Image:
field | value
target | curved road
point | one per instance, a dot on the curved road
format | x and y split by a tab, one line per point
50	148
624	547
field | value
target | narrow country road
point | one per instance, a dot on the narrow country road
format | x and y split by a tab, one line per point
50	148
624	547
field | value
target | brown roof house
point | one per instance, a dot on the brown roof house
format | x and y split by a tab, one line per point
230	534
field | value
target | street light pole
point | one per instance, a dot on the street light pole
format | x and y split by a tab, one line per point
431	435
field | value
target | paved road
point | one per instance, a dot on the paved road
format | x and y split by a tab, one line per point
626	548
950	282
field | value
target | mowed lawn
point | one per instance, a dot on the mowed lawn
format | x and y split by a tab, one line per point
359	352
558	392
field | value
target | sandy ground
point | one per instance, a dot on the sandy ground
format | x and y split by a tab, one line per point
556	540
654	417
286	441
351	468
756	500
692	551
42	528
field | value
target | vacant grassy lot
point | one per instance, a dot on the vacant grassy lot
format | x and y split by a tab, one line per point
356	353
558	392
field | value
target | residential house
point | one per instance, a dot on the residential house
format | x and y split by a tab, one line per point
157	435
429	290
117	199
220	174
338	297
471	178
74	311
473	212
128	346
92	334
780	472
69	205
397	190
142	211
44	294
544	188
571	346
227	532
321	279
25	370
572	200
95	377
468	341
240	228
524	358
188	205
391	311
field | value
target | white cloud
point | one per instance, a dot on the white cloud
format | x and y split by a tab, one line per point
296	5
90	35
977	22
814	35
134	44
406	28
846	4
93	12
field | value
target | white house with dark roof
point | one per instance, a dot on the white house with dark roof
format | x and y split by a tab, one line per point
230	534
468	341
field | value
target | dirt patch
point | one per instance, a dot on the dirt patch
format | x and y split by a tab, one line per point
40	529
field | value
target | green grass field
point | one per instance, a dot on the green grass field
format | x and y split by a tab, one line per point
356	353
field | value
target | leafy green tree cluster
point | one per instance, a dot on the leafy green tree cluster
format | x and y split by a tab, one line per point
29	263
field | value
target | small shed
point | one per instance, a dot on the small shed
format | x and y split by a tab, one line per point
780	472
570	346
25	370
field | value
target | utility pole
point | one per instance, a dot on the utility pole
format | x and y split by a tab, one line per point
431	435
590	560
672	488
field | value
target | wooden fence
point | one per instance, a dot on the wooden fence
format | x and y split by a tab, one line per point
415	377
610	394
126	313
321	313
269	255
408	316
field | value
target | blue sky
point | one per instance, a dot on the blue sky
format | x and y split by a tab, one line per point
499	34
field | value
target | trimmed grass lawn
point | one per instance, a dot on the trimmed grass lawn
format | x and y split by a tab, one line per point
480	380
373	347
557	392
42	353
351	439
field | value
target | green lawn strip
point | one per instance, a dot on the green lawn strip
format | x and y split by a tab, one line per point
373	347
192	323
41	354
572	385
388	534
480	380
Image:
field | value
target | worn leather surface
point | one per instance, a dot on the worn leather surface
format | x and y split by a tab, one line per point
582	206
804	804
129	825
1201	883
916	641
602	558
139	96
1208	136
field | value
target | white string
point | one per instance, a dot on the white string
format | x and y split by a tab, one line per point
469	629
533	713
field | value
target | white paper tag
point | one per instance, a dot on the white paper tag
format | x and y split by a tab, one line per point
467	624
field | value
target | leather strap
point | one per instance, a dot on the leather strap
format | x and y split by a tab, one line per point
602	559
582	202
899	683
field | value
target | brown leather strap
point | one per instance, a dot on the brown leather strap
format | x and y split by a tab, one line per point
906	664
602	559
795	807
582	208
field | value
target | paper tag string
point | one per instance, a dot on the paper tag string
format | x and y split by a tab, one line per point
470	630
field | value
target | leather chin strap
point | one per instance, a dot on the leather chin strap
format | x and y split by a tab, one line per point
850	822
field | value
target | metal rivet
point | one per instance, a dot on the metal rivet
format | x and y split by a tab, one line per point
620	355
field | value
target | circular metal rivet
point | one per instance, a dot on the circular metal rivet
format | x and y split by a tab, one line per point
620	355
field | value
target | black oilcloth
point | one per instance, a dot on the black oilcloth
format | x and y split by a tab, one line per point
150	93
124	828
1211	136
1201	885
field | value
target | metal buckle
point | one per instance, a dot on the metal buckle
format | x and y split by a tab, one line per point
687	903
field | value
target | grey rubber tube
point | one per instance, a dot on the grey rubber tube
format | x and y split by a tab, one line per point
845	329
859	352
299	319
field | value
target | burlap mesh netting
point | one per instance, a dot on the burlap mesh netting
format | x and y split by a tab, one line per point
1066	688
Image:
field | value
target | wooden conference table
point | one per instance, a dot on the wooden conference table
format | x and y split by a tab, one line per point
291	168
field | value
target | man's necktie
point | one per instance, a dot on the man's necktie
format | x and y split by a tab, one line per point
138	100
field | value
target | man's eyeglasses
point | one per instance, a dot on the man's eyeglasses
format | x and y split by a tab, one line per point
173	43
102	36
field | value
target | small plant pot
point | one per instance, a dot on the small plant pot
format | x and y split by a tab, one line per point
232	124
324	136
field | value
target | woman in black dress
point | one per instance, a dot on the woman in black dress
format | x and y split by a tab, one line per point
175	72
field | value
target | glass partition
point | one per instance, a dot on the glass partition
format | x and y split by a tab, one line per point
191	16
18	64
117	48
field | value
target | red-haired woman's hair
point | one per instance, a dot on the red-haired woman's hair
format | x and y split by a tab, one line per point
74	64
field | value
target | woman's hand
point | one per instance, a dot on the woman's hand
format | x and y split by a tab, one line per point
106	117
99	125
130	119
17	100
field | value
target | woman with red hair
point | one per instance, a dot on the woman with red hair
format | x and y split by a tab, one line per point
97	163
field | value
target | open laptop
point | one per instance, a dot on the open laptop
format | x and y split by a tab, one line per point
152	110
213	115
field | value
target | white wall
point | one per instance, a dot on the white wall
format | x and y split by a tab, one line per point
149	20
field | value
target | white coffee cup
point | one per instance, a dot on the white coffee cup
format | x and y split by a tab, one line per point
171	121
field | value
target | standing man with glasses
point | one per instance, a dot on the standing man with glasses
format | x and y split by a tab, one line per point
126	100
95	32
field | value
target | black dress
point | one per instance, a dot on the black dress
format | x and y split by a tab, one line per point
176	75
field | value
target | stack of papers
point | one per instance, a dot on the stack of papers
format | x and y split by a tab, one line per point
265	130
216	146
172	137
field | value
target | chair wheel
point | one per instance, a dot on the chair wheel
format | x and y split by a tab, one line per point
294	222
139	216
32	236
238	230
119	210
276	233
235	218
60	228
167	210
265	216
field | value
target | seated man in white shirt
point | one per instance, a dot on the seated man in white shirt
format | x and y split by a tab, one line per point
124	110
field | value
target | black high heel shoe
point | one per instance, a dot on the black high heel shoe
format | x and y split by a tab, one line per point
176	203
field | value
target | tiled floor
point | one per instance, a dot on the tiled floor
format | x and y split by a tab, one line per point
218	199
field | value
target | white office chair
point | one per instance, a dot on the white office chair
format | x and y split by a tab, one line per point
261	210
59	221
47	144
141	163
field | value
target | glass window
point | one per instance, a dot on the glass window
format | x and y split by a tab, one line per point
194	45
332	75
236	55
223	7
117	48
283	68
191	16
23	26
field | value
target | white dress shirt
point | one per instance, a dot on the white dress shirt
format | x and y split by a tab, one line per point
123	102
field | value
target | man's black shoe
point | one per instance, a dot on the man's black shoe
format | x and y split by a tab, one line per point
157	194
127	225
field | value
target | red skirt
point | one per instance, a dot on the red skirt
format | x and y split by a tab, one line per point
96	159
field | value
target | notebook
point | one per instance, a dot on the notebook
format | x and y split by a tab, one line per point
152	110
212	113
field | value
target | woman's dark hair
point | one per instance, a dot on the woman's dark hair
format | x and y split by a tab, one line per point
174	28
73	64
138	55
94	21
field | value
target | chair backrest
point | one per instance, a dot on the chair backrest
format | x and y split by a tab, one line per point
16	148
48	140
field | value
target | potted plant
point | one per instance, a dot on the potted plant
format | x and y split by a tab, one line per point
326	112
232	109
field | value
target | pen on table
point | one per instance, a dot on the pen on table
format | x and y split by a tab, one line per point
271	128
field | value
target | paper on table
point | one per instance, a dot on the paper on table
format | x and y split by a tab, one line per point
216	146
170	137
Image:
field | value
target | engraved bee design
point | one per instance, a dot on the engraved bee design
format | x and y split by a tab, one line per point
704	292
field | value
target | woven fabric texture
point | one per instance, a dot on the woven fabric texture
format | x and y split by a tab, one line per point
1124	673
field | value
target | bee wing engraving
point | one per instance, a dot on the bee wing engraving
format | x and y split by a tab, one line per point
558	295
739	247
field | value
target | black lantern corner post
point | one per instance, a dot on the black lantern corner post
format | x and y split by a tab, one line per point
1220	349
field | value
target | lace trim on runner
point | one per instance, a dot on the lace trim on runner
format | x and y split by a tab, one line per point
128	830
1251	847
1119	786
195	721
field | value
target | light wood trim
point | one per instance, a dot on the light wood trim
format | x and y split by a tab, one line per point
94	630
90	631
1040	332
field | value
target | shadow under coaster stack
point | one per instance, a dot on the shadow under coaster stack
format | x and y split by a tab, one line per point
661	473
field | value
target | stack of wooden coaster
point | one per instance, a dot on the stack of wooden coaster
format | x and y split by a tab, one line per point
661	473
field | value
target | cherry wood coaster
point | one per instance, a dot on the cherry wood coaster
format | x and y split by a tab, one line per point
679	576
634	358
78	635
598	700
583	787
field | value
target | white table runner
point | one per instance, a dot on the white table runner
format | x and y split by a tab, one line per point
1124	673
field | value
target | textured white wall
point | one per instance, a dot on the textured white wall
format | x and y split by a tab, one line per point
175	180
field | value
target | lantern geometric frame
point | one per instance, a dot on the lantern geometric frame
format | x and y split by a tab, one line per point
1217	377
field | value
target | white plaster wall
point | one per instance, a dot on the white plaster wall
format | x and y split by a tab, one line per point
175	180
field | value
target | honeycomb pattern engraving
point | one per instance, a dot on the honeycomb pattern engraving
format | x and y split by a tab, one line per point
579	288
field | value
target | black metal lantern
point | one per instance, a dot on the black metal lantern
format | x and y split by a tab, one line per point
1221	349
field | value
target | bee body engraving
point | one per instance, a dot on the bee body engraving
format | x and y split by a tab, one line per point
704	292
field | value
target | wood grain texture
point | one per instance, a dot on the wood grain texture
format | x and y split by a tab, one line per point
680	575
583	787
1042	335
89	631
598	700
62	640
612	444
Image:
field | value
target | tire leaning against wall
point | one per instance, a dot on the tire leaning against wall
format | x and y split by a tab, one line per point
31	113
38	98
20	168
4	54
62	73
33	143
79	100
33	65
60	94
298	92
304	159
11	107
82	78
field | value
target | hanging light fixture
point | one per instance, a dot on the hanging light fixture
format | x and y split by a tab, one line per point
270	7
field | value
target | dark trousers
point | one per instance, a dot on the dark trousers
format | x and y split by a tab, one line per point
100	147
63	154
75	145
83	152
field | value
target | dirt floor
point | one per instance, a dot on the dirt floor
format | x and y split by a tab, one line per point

● ● ●

▸ What the exercise asks
State how many lines in the entries above contain the word "lace".

▸ Task solution
2